### EXTRAIT PRÉSENTÉ
------------------------------------------------

Le déco du Col de Guizière
Le 15 Septembre 2023, 25 compétiteurs se retrouvent à Rabou dans le Dévoluy pour une des dernières compètes du circuit Sport de l’année. Nous sommes 2 membres du CHVD à y participer : Jean-François Larvoire et votre serviteur. C’est une manche improvisée à la dernière minute le vendredi car les 2 jours prévus initialement (le we du 16-17) ne sont pas volables. D’ailleurs cette compète avait déjà été reportée une fois. Nous ne ferons donc qu’une manche. L’orga nous annonce de belles conditions météo avec des beaux plafs et pas trop de vent. J’ai regardé meteoblue et je ne dirais pas tout à fait la même chose. Ok pour les plafs et la nébulosité mais en ce qui concerne le vent ça serait plus tôt 20 km/h de Sud ! Bon, je ne suis pas du coin alors je fais confiance au DE et à son météorologue.

------------------------------------------------

### LIGNES DE DONNÉES
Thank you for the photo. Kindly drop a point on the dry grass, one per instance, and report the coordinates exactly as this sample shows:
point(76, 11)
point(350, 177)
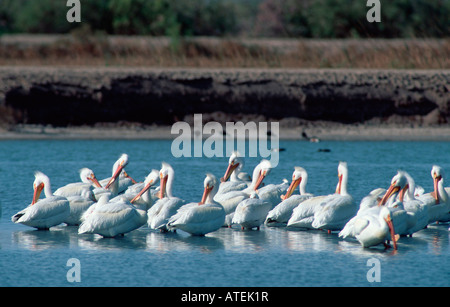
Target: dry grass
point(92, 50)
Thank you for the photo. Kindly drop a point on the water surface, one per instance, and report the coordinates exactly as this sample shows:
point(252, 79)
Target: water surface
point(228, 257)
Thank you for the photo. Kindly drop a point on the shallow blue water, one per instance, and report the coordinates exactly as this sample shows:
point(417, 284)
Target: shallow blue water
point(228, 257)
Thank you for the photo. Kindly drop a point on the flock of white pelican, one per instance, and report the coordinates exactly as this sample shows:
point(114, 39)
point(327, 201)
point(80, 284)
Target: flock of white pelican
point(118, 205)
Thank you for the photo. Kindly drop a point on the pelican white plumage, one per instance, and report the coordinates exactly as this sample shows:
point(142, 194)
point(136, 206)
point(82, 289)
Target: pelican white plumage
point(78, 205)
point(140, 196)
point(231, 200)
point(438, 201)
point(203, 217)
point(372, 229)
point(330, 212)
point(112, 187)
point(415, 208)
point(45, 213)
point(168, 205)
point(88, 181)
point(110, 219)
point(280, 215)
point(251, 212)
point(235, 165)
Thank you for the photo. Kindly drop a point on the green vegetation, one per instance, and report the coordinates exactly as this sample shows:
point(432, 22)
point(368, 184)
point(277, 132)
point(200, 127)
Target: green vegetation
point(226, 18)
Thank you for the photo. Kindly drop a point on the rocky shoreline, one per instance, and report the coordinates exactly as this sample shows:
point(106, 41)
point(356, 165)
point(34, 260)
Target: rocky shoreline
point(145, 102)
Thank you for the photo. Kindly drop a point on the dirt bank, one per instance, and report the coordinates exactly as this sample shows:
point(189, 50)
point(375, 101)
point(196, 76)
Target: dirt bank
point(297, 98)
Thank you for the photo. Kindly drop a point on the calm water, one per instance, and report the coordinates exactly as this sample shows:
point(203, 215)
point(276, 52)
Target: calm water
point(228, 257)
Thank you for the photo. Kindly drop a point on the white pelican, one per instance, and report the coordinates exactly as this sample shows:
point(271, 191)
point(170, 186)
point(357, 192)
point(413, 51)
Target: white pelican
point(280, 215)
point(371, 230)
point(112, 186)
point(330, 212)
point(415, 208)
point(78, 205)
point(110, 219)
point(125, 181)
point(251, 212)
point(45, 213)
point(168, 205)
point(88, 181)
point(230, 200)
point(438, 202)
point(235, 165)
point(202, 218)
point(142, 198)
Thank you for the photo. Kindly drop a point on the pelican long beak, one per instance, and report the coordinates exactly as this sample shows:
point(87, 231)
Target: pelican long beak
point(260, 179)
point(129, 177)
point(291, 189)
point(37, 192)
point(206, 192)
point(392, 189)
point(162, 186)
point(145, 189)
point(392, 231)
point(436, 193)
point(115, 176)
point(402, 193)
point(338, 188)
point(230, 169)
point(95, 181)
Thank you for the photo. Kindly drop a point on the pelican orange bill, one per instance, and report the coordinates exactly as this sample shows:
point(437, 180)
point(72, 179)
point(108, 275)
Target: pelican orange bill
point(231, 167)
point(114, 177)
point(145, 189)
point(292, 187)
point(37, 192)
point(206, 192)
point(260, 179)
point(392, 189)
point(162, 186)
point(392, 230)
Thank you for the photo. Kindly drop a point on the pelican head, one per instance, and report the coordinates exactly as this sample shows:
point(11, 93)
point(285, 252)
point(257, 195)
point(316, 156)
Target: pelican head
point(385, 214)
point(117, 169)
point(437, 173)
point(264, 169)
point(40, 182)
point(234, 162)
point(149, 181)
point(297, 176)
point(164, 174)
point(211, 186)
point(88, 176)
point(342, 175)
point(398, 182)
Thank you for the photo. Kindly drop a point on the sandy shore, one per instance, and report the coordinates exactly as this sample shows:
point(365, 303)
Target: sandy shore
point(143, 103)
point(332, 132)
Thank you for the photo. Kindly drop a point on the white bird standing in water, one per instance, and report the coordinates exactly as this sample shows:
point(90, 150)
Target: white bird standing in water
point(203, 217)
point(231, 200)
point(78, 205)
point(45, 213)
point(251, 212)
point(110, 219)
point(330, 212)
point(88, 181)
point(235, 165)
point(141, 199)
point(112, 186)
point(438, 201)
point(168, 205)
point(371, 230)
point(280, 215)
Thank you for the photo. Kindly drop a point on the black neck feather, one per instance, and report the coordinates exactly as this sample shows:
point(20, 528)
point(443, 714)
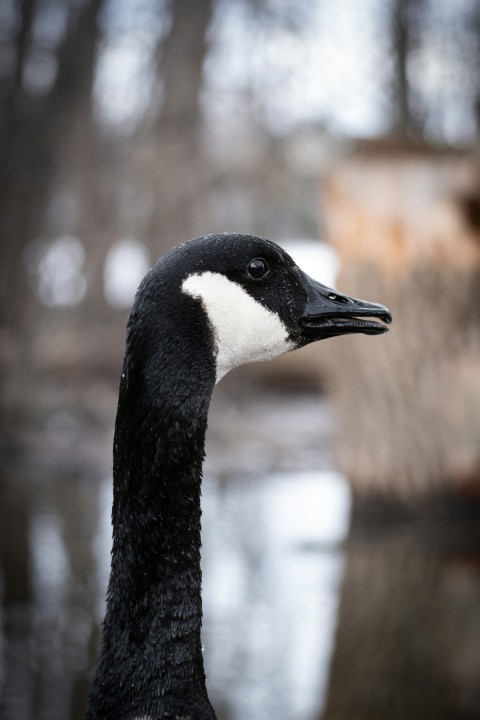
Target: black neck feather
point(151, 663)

------------------------------------------------

### CONSIGNES
Recopiez le passage du texte sur le déco du Col de Guizière en commençant à « Le déco du Col » et en terminant à « à son météorologue. », et changez-y « manche » en « épreuve ».

### SOLUTION PROPOSÉE
Le déco du Col de Guizière
Le 15 Septembre 2023, 25 compétiteurs se retrouvent à Rabou dans le Dévoluy pour une des dernières compètes du circuit Sport de l’année. Nous sommes 2 membres du CHVD à y participer : Jean-François Larvoire et votre serviteur. C’est une épreuve improvisée à la dernière minute le vendredi car les 2 jours prévus initialement (le we du 16-17) ne sont pas volables. D’ailleurs cette compète avait déjà été reportée une fois. Nous ne ferons donc qu’une épreuve. L’orga nous annonce de belles conditions météo avec des beaux plafs et pas trop de vent. J’ai regardé meteoblue et je ne dirais pas tout à fait la même chose. Ok pour les plafs et la nébulosité mais en ce qui concerne le vent ça serait plus tôt 20 km/h de Sud ! Bon, je ne suis pas du coin alors je fais confiance au DE et à son météorologue.